- To do:
Below is a block of entries, which should be copied verbatim apart from the pictures.

·····

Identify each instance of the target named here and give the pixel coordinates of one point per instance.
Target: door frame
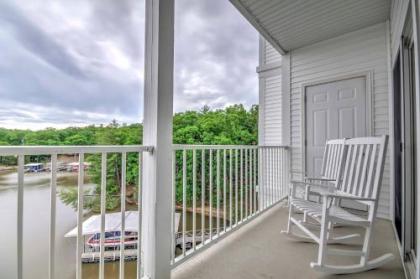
(368, 75)
(408, 37)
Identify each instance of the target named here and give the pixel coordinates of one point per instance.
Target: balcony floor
(259, 250)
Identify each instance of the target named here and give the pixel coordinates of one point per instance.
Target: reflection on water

·····

- Output of the exercise:
Identify each instance of the target named here and give the pixel coordinates of one point per instance.
Target: door frame
(368, 75)
(408, 37)
Identify each instance of the target named here and give the pixel coordinates of one point per instance.
Target: balcony floor
(259, 250)
Identify each instance of the target named here and give the pixel coordinates of one point per instance.
Target: reflection on water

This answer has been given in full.